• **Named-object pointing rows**

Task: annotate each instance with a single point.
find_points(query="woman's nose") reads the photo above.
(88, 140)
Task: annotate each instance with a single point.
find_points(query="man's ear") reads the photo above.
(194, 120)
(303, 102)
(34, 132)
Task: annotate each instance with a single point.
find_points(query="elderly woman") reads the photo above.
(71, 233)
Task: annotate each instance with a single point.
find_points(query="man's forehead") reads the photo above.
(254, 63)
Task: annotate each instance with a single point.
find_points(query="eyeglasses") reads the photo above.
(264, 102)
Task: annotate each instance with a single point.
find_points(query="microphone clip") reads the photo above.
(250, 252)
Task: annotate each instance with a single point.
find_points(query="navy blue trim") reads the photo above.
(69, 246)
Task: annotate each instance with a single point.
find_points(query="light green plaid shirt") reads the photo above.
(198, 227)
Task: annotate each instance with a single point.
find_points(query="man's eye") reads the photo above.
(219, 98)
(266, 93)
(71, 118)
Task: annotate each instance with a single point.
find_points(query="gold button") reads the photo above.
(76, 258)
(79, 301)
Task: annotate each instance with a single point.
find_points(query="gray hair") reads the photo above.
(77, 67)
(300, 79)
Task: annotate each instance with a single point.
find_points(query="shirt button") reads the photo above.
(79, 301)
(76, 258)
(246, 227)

• **STATED PROBLEM**
Give the lines of every row above as a numbered list, leaving out any blank lines.

• **EXERCISE SOLUTION**
1. Task: annotate each instance with a single point.
2. find_points(query="woman's nose") reads the photo above.
3. (88, 140)
4. Task: annotate each instance with a single point.
5. find_points(query="man's ear") reads the photo above.
6. (194, 120)
7. (303, 102)
8. (34, 132)
9. Task: annotate each instance with a single point.
10. find_points(query="elderly woman") reads the photo above.
11. (71, 233)
12. Task: annotate each instance with a single point.
13. find_points(query="man's forehead") reads the photo above.
14. (254, 63)
15. Task: annotate each instance with a single point.
16. find_points(query="eyeglasses") reads the photo above.
17. (264, 102)
18. Task: annotate each instance with a single point.
19. find_points(query="microphone clip") reads the photo above.
20. (250, 252)
21. Task: annotate each instance with a single point.
22. find_points(query="navy blue trim") reads the photo above.
23. (69, 246)
24. Task: annotate each instance with a single point.
25. find_points(query="light green plaid shirt") reads the photo above.
26. (198, 227)
27. Task: annotate each instance with a single point.
28. find_points(query="man's eye") reads the photo above.
29. (219, 98)
30. (266, 93)
31. (71, 118)
32. Task: annotate each instance with a single point.
33. find_points(query="gold button") reads the photo above.
34. (76, 258)
35. (79, 301)
36. Task: annotate each instance with a single point.
37. find_points(query="gray hair") reads the photo above.
38. (77, 67)
39. (300, 79)
40. Task: annotate each instance with a single point.
41. find_points(query="shirt button") reads the photo above.
42. (79, 301)
43. (76, 258)
44. (246, 227)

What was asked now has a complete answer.